Texto para leer:
%%
Arana regresó a la urss, y sus discípulos, suprimidos los manuales, nos quedamos sin saber qué hacer exactamente. No teníamos formación filosófica,
desde luego, e intentamos una vuelta a los clásicos del marxismo combinada
con un redescubrimiento de clásicos cubanos de los siglos XIX y XX —Varela,
Martí, Varona, Ortiz, Guerra—; con la frecuentación de heterodoxos europeos
de los años veinte —Luckacs, Koch, Gramsci, Luxemburgo—; con la de historiadores de la revolución rusa —Deutscher, Carr—; con algunos economistas bolcheviques de la primera hora —Preobazhensky—; y con pensadores
contemporáneos de izquierda de Europa Occidental —Althusser, Marcuse,
Adorno, Horkheimer—. El cóctel, desde luego, fue explosivo; estaba compuesto por ingredientes similares a los que en París, México y Praga conducirían a la revolución del 68, y que en Cuba, paradójicamente, propiciarían el
fin de la revolución.
%%
Datos proporcionados:
%%
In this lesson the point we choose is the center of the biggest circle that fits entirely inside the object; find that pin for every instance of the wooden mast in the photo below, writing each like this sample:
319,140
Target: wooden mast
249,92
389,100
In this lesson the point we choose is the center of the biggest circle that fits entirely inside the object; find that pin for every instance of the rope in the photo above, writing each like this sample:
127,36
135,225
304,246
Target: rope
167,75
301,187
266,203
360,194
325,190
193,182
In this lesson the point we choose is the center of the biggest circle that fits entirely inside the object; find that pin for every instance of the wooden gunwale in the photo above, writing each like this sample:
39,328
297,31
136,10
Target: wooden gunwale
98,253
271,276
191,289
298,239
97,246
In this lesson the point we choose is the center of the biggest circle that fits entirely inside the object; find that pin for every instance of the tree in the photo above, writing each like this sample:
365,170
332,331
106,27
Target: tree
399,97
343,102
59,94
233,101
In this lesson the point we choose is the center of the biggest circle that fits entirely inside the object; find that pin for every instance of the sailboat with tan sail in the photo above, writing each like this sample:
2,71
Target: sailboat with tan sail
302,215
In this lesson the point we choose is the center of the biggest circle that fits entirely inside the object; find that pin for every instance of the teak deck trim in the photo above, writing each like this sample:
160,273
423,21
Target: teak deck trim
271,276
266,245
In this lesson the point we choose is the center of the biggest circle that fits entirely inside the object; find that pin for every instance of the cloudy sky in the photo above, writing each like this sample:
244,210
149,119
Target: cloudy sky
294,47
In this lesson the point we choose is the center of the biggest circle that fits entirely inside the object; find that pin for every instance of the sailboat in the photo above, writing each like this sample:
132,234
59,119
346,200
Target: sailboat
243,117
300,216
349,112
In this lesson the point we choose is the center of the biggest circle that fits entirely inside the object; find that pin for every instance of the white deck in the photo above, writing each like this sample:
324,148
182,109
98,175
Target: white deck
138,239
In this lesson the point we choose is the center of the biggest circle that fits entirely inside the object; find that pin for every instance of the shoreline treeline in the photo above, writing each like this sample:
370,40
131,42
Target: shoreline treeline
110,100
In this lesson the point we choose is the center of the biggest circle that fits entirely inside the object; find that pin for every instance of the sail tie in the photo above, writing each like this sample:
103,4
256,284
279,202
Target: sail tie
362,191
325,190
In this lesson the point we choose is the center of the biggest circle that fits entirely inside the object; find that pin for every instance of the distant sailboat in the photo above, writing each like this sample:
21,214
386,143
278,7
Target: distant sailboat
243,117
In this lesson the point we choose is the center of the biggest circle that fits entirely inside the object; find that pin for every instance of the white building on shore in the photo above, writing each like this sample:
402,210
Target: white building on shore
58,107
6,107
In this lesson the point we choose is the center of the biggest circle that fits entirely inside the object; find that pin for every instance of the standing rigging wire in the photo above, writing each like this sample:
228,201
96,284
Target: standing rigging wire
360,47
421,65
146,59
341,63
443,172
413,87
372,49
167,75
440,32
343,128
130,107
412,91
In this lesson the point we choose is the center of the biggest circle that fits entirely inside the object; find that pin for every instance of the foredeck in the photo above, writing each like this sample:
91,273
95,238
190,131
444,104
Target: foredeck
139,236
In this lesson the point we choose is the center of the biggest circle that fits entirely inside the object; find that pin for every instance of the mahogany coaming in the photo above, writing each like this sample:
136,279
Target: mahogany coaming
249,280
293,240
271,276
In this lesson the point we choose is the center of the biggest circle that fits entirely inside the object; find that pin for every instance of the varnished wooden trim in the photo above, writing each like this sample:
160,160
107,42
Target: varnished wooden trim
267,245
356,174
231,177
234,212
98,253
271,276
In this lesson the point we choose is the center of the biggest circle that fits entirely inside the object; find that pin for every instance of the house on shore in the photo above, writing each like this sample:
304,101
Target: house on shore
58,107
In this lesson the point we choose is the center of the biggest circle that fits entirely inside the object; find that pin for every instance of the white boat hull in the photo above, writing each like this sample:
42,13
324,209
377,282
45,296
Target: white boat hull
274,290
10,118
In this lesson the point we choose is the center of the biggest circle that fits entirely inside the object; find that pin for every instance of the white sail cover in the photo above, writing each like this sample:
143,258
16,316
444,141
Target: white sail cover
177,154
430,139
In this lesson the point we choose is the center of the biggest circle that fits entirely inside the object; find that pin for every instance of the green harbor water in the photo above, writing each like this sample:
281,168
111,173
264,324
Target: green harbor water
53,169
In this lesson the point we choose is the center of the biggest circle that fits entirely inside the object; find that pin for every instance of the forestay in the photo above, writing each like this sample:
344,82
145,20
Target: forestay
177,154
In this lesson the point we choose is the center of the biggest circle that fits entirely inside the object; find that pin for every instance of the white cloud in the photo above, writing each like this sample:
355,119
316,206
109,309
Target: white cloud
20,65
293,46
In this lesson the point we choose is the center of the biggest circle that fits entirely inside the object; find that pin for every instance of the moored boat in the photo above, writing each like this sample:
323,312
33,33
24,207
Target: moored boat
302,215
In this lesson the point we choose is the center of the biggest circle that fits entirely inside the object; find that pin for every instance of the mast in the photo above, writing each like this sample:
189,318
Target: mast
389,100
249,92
%%
%%
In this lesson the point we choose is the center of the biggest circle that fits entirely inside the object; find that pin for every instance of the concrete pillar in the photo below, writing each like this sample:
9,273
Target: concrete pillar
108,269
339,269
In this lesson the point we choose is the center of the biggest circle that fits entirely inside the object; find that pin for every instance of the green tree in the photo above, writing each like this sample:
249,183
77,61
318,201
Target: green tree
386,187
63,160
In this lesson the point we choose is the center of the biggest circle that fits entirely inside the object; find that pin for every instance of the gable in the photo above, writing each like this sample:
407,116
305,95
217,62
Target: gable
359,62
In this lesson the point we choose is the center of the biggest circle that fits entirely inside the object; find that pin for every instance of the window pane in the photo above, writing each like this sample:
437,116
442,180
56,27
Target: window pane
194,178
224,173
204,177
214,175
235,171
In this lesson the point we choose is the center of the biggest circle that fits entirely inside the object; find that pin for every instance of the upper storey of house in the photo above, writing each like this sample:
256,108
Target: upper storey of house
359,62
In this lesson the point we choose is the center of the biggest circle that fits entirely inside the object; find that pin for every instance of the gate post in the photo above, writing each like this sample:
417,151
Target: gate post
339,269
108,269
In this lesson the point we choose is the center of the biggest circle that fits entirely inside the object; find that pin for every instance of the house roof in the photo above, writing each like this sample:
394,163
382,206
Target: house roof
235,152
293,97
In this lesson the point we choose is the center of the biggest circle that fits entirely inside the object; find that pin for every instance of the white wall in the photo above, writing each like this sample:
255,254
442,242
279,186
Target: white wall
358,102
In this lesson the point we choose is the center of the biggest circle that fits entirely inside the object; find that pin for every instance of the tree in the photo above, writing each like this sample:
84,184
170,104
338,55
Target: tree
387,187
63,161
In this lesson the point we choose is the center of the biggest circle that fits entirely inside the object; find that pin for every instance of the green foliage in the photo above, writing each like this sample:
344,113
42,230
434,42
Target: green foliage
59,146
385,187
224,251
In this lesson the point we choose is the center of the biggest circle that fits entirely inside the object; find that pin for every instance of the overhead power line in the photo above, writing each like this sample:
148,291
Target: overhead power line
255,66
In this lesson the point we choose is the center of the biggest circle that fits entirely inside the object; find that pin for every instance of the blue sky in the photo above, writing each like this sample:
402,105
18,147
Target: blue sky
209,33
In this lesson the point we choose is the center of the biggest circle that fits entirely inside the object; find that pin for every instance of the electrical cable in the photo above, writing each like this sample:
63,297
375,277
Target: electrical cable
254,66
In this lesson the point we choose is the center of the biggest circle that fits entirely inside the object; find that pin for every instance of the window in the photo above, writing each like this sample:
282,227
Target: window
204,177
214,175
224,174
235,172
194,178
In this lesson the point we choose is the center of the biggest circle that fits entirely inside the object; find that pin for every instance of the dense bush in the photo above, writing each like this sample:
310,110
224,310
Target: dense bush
%%
Tarea A: Devuelve, sin cambiar nada, el pasaje del texto sobre Arana y sus discípulos que va entre "Arana regresó a" y "de la revolución.", ambos incluidos.
Tarea B: En el texto sobre Arana y sus discípulos, ¿qué historiadores de la revolución rusa se mencionan?
Tarea C: Continúa el texto sobre Arana y sus discípulos a partir de su última frase.

Resultado A:
Arana regresó a la urss, y sus discípulos, suprimidos los manuales, nos quedamos sin saber qué hacer exactamente. No teníamos formación filosófica,
desde luego, e intentamos una vuelta a los clásicos del marxismo combinada
con un redescubrimiento de clásicos cubanos de los siglos XIX y XX —Varela,
Martí, Varona, Ortiz, Guerra—; con la frecuentación de heterodoxos europeos
de los años veinte —Luckacs, Koch, Gramsci, Luxemburgo—; con la de historiadores de la revolución rusa —Deutscher, Carr—; con algunos economistas bolcheviques de la primera hora —Preobazhensky—; y con pensadores
contemporáneos de izquierda de Europa Occidental —Althusser, Marcuse,
Adorno, Horkheimer—. El cóctel, desde luego, fue explosivo; estaba compuesto por ingredientes similares a los que en París, México y Praga conducirían a la revolución del 68, y que en Cuba, paradójicamente, propiciarían el
fin de la revolución.

Resultado B: Deutscher y Carr.

Resultado C:
Muchos libros de los autores citados se tradujeron, publicaron y distribuyeron gratuitamente en Cuba entre los años 1966 y 1968, por extraña que
pueda parecernos hoy esta situación. Otros títulos se importaban de México o
la Argentina y otros los recibíamos directamente, sin cortapisa alguna, en
inglés, francés o italiano. La disponibilidad de literatura de ficción no le iba a
la zaga a la de ciencias sociales. Había colecciones de clásicos españoles y
cubanos, además de la colección Contemporáneos, de la uneac, y la de clásicos y
contemporáneos latinoamericanos de Casa de las Américas. Kafka, Proust,
Joyce, Faulkner, Malraux, Akutagawa, et al se publicaban en la isla. Y no sólo
eso, sino que, maravilla de las maravillas, la primera edición en español de Un
día de Iván Denísovich, de Alexander Solchenitzin, también se publicó en
Cuba. Castro había situado al frente del flamante Instituto Cubano del Libro
nada menos que a un miembro del Departamento de Filosofía, Rolando
Rodríguez, el único de nosotros que tenía vocación de funcionario, aunque el
mérito de las ediciones literarias correspondía en realidad a Ambrosio Fornet
y Edmundo Desnoes, tan inseparables entonces que los miembros de El Caimán Barbudo, incorregibles, les llamábamos indistintamente Edbrosio Fornoes
o Ambundo Desnet.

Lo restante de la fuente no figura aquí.